**BUTIR TUGAS 1**.
Salin dengan tepat bagian berita tentang kasus pelecehan seksual berbasis AI yang diawali kata-kata berisi "TRIBUNNEWS.COM, JAKARTA - Anggota" dan diakhiri "sebanyak 37 mahasiswi.".
**BUTIR TUGAS 2**.
Tulis lanjutan berita tentang kasus pelecehan seksual berbasis AI di Universitas Udayana, dimulai setelah kalimat terakhir yang ditampilkan.

**POTONGAN TEKS**.
TRIBUNNEWS.COM, JAKARTA - Anggota Komisi I DPR RI Fraksi PAN Farah Puteri Nahlia, mengecam keras dugaan pelecehan seksual yang dilakukan oleh seorang mahasiswa Universitas Udayana (Unud) dengan modus penyalahgunaan teknologi kecerdasan buatan (AI) untuk mengedit foto-foto perempuan menjadi konten asusila.
Sampai saat ini, jumlah korban yang melapor sebanyak 37 mahasiswi.
“Kasus ini sangat memprihatinkan. Ini membuktikan bahwa pelecehan seksual tidak lagi terbatas pada ruang fisik. Dunia digital kini menjadi medan baru kekerasan terhadap perempuan. Penyalahgunaan AI untuk merendahkan martabat perempuan bukan sekadar pelanggaran teknologi, tapi bentuk baru kejahatan seksual yang tidak bisa dibiarkan,” kata Farah kepada wartawan Rabu (30/4/2025).
Farah menyoroti bahwa kasus ini terjadi di tengah maraknya isu pelecehan seksual terhadap perempuan di Indonesia dalam beberapa pekan terakhir, yang menunjukkan bahwa perlindungan terhadap perempuan dari kekerasan seksual masih menjadi tantangan besar.
“Maraknya kasus pelecehan seksual menunjukkan bahwa perlindungan terhadap perempuan masih menghadapi tantangan besar, terutama di ruang-ruang yang seharusnya aman. Kita perlu memastikan bahwa setiap individu merasa terlindungi dan dihormati, baik di dunia nyata maupun digital,” ucapnya.

**INFORMASI YANG DIBERIKAN**.
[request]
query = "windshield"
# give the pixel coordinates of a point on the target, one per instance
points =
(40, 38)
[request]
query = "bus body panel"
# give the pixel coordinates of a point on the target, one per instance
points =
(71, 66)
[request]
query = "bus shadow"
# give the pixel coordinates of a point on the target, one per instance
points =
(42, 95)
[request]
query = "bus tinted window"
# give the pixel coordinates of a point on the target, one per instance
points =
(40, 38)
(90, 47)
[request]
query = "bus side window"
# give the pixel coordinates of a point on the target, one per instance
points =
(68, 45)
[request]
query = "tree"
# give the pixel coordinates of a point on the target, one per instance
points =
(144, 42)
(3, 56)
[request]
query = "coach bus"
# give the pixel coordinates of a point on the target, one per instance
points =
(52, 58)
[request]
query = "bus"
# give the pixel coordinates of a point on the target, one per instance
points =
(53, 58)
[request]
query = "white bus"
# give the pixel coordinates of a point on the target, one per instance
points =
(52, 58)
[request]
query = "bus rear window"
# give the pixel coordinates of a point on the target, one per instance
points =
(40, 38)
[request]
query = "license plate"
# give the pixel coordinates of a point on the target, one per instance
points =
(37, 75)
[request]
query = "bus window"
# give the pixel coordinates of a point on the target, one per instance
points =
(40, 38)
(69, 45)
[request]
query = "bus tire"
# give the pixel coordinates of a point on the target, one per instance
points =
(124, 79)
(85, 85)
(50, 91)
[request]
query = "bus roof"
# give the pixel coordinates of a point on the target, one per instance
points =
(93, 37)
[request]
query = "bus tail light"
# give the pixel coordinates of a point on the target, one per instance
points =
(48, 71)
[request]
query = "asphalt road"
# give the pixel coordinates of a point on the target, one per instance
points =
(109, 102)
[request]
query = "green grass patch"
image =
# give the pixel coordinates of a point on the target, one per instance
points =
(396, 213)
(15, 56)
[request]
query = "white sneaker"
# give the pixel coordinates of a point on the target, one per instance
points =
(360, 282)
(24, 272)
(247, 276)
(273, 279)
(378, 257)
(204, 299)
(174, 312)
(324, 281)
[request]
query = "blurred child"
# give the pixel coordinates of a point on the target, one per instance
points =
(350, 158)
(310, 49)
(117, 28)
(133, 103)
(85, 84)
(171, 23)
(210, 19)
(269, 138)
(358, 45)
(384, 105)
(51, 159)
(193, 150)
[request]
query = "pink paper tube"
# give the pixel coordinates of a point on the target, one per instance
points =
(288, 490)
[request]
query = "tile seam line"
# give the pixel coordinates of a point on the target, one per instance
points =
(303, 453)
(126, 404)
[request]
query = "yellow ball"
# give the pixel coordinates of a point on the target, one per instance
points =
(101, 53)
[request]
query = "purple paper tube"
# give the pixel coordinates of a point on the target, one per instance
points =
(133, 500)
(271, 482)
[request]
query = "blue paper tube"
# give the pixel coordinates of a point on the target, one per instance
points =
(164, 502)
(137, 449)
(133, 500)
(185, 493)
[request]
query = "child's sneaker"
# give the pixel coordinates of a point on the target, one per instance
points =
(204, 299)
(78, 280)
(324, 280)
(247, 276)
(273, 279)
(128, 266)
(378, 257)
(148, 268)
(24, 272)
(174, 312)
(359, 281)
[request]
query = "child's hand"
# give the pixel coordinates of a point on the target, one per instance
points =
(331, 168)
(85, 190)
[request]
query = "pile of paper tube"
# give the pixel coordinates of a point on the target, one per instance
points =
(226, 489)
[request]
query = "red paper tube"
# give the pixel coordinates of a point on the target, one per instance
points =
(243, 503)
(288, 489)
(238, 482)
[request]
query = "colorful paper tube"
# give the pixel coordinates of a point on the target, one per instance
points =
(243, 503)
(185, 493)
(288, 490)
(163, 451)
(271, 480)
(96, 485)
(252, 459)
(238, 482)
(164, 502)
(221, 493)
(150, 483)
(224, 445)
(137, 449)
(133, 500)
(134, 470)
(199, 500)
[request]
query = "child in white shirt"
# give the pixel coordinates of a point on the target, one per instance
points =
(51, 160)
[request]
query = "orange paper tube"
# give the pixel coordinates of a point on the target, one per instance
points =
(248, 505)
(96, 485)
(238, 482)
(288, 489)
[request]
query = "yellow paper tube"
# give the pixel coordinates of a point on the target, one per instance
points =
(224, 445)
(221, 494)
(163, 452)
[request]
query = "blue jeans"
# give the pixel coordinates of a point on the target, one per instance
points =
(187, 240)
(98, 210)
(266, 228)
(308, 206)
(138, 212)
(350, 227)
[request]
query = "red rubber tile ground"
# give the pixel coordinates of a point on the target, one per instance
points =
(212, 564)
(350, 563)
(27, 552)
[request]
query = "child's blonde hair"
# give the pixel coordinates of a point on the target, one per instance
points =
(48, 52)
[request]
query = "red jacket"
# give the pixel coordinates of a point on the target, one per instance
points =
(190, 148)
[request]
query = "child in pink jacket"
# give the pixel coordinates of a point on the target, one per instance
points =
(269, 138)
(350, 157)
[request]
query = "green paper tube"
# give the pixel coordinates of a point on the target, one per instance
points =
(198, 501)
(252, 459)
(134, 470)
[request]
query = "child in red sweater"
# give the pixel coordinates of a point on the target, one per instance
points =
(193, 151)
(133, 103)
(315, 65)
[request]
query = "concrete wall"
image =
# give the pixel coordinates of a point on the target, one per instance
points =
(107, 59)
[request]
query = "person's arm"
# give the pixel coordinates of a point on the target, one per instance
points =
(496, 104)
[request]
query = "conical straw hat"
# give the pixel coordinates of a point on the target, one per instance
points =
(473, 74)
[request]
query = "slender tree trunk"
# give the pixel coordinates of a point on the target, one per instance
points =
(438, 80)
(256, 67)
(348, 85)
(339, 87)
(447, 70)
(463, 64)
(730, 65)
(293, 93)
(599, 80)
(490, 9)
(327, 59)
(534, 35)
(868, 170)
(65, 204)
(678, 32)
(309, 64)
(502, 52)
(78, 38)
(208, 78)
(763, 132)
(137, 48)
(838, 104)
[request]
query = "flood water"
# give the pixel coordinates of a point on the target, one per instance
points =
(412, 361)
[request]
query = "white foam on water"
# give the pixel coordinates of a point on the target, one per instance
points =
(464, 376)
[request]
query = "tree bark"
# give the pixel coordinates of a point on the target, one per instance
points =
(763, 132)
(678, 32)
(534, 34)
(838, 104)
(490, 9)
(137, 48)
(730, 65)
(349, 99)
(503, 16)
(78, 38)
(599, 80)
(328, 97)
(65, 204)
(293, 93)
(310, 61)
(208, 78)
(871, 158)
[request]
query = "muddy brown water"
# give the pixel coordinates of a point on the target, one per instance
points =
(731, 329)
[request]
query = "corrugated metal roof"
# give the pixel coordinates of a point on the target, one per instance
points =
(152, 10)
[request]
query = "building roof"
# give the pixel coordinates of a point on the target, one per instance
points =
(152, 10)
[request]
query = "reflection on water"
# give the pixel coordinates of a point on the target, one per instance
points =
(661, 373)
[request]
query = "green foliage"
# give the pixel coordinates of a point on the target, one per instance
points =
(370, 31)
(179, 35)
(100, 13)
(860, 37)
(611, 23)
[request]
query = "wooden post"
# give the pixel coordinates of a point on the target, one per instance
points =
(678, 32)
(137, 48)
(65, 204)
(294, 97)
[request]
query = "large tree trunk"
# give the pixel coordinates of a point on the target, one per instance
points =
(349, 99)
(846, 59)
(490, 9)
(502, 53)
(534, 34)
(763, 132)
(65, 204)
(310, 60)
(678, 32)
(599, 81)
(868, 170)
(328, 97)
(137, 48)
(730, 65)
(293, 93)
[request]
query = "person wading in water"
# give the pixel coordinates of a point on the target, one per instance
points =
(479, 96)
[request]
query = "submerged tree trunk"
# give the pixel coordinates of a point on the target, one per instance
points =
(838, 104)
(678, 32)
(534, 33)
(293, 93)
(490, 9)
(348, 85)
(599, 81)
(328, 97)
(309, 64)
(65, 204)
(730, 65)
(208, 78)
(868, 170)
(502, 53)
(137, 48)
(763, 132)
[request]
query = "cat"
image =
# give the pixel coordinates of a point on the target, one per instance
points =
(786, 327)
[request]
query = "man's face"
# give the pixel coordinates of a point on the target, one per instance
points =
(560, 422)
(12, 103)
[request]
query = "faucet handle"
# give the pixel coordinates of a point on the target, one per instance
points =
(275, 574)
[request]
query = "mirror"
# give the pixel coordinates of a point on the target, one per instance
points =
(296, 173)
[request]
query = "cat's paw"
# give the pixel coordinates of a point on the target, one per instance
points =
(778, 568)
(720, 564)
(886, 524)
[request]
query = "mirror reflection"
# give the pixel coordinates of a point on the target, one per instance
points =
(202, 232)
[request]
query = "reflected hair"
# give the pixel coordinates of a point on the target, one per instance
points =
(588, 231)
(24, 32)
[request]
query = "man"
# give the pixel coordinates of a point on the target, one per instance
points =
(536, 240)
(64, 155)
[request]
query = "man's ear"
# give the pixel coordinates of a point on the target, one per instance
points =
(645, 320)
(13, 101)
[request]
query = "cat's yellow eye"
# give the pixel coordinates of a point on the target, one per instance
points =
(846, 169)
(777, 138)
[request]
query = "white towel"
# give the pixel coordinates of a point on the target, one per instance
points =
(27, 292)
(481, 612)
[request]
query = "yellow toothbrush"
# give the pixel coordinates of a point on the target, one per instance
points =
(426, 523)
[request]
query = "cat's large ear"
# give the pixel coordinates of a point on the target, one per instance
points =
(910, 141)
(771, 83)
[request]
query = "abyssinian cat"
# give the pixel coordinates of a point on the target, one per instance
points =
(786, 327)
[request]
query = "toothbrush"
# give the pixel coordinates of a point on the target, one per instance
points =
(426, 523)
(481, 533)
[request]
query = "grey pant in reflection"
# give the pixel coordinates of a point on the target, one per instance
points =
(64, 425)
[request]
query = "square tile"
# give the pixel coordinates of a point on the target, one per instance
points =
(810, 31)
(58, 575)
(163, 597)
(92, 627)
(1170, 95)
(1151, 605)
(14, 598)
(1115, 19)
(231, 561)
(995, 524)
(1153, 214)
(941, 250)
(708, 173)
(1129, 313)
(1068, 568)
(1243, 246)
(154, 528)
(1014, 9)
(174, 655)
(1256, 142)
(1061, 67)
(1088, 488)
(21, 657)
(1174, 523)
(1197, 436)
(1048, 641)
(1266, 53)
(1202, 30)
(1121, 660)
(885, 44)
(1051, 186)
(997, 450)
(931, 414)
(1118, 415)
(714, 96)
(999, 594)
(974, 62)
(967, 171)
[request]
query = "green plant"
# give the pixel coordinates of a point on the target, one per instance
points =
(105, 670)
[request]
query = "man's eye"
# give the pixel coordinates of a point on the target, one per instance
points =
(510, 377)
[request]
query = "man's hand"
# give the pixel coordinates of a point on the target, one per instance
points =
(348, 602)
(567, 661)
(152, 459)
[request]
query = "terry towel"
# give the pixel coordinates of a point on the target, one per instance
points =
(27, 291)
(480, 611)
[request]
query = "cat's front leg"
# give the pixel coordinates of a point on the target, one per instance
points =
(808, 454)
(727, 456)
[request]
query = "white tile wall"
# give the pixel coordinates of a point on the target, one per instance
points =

**JAWABAN YANG DIHARAPKAN 1**.
TRIBUNNEWS.COM, JAKARTA - Anggota Komisi I DPR RI Fraksi PAN Farah Puteri Nahlia, mengecam keras dugaan pelecehan seksual yang dilakukan oleh seorang mahasiswa Universitas Udayana (Unud) dengan modus penyalahgunaan teknologi kecerdasan buatan (AI) untuk mengedit foto-foto perempuan menjadi konten asusila.
Sampai saat ini, jumlah korban yang melapor sebanyak 37 mahasiswi.

**JAWABAN YANG DIHARAPKAN 2**.
Farah mengungkapkan bahwa pelecehan seksual dapat meninggalkan luka yang mendalam bagi para korban, baik secara psikologis, fisik, sosial, maupun politik.
Menurutnya, dampak traumatis ini dapat menghambat korban untuk berpatisipasi penuh dalam kehidupan bermasyarakat.
“Kekerasan terhadap perempuan, termasuk pelecehan seksual, juga memiliki implikasi terhadap keamanan nasional, karena menciptakan ketidakstabilan sosial dan menghambat pembangunan sumber daya manusia yang berkualitas,” ujar Farah.
Sebagai anggota Komisi I DPR RI yang membidangi urusan pertahanan, keamanan, luar negeri, komunikasi, dan informatika, Farah menegaskan bahwa Komisi I memiliki peran strategis dalam memastikan penyalahgunaan teknologi seperti AI tidak menjadi alat kejahatan, termasuk untuk pelecehan seksual.
“Penyalahgunaan teknologi, termasuk AI, untuk melakukan pelecehan seksual adalah bentuk kejahatan yang harus diperangi. Saya akan terus mendorong penguatan regulasi dan pengawasan terkait kejahatan siber dan perlindungan data pribadi, termasuk dalam konteks pencegahan pelecehan seksual berbasis teknologi,” ucap Farah.
Lebih lanjut, Farah menyampaikan dukungan terhadap berbagai program pemerintah dan inisiatif masyarakat sipil dalam meningkatkan literasi digital dan etika bermedia, termasuk Program Prioritas (PP) Tunas dari Kementerian Komunikasi dan Digitalisasi (Kemkomdigi), serta gerakan nasional literasi digital oleh Siberkreasi, Japelidi, Klinik Digital, dan berbagai komunitas warga lainnya.
“Kita tidak bisa hanya mengandalkan regulasi. Perlu ada gerakan bersama untuk membangun kesadaran kritis masyarakat agar mampu menggunakan teknologi secara etis, bijak, dan bertanggung jawab. Literasi digital harus menjadi benteng utama dalam melindungi masyarakat, terutama perempuan dan anak, dari kejahatan siber,” kata Farah.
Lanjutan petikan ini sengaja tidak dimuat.